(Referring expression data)
⁂

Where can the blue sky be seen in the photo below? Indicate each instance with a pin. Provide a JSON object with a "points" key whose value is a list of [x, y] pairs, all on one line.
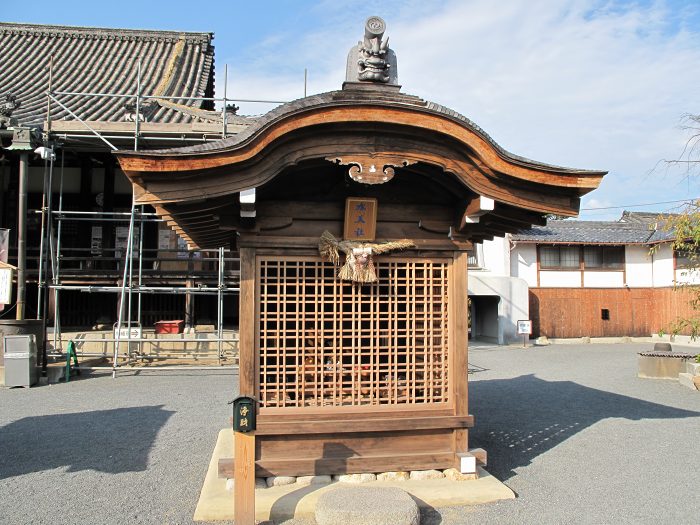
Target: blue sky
{"points": [[588, 84]]}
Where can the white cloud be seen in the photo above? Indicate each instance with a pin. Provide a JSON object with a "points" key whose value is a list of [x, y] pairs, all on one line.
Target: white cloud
{"points": [[586, 84]]}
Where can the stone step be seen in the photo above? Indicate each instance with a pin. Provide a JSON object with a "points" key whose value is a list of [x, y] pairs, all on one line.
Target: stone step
{"points": [[350, 504]]}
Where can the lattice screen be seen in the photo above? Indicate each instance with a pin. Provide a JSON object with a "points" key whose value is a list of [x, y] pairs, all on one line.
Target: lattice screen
{"points": [[326, 342]]}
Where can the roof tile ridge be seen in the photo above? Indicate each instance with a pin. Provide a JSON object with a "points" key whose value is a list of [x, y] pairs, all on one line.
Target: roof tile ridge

⁂

Task requirements:
Go through the data above and return each line containing the string "instance".

Answer:
Where can the blue sky be seen in the photo below? Indicate each instance with a pin. Provide a JSON object with a "points" key whose value is a list of [x, y] pairs, all on one line.
Where can the white cloud be seen in the photo above? Indicate each instance with a pin. Provide a JSON object with a "points" key whose value is a list of [x, y] pairs, all on one line.
Where can the stone step be seen in the photo above? Indicate each instance with a pin. Provide a JSON object with a "points" key whose value is a list of [x, y] pairs, all on one line.
Where can the lattice screen be seen in the photo above? Indicate each instance with a pin. Provide a JSON object with a "points" key whose value is a list of [x, y] pairs, all on one line.
Where can the roof tile ridge be seen in the photo above? Indicate each instance with a pin. Provide a JSON object with a "points" key whose value is a list of [x, y] pairs, all on one line.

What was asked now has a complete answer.